Ils emplissent de bois sec, pour brusler en hyuer, tout le dessous de ces establies, qu’ils appellent Garihagueu et Eindichaguet : mais pour les gros troncs ou tisons appellez Aneincuny, qui seruent à entretenir le feu, esleuez vn peu en haut par vn des bouts, ils en font des piles deuant leurs Cabanes, ou les serrent au dedans des porches, qu’ils appellent Aque. Toutes les femmes s’aydent à faire cette prouision de bois, qui se fait dès le mois de Mars, et d’Auril, et auec cet ordre en peu de iours chaque mesnage est fourny de ce qui luy est nécessaire.

▶ _DONNÉES ENREGISTRÉES_:
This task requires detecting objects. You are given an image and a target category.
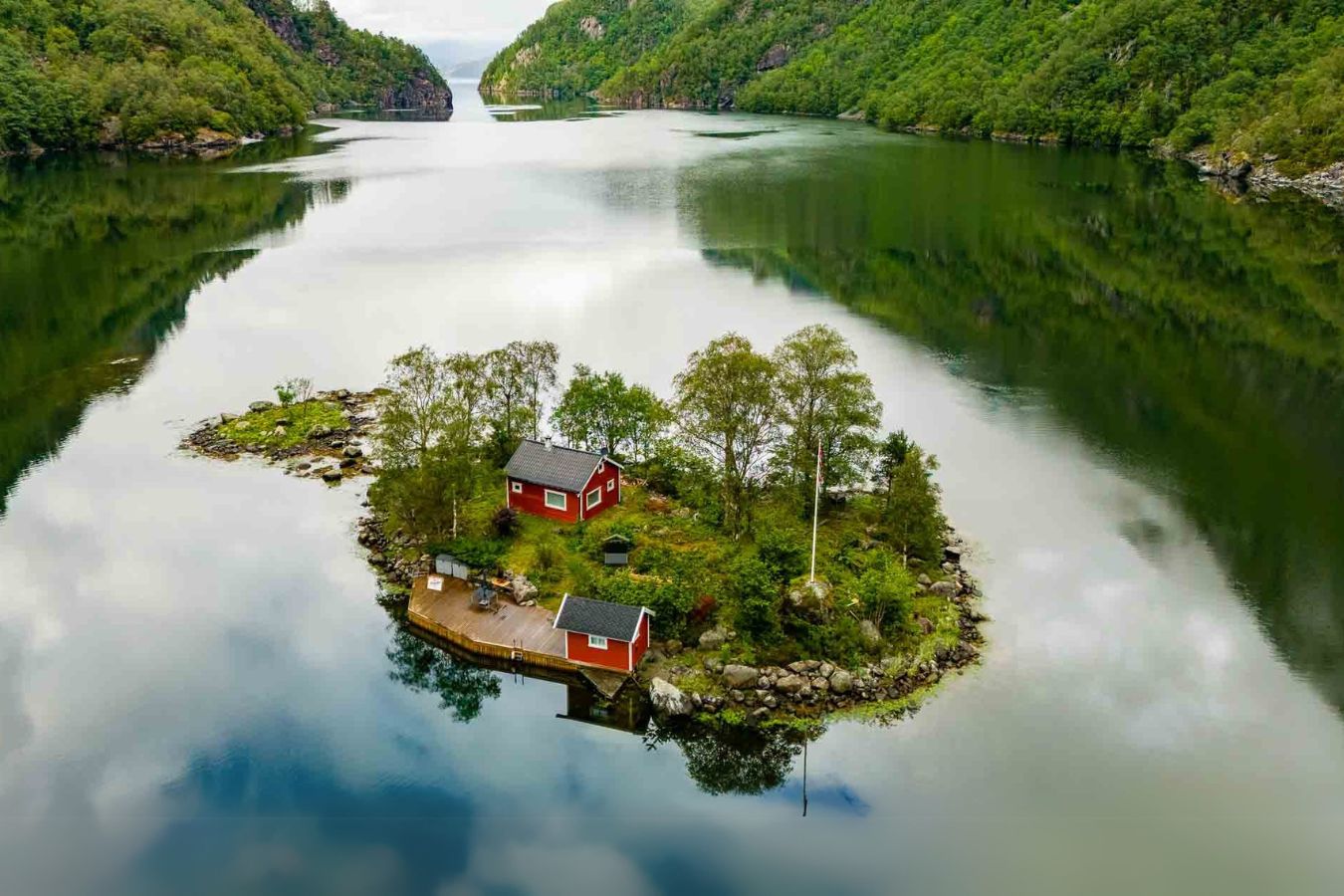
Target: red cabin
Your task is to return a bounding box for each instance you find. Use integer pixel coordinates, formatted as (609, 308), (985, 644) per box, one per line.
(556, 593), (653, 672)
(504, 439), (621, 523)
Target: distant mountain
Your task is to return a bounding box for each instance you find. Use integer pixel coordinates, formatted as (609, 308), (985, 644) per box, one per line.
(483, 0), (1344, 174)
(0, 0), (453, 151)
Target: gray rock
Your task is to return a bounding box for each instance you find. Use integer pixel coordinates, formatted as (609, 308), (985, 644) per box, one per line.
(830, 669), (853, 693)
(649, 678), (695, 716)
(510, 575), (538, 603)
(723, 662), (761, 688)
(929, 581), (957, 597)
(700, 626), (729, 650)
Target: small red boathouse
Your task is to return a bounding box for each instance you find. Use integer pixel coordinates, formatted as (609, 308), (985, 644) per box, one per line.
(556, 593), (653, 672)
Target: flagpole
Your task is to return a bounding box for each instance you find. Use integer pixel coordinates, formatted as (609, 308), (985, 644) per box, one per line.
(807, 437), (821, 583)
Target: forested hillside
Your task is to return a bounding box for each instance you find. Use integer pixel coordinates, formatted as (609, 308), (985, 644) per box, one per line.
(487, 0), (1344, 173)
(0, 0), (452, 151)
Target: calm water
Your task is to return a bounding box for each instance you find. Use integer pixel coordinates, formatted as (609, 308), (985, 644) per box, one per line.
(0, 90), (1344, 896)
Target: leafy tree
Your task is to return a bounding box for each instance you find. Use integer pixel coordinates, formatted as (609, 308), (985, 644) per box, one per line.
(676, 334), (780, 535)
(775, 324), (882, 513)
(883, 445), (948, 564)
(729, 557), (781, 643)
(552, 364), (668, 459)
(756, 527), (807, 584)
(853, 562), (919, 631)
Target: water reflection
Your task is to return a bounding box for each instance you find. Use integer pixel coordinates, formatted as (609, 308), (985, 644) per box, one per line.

▶ _VOS CONSIGNES_: Selon l'extrait du document, à quelle période de l'année les femmes font-elles la provision de bois ?

▶ _SOLUTION_: Elles la font dès les mois de mars et d'avril.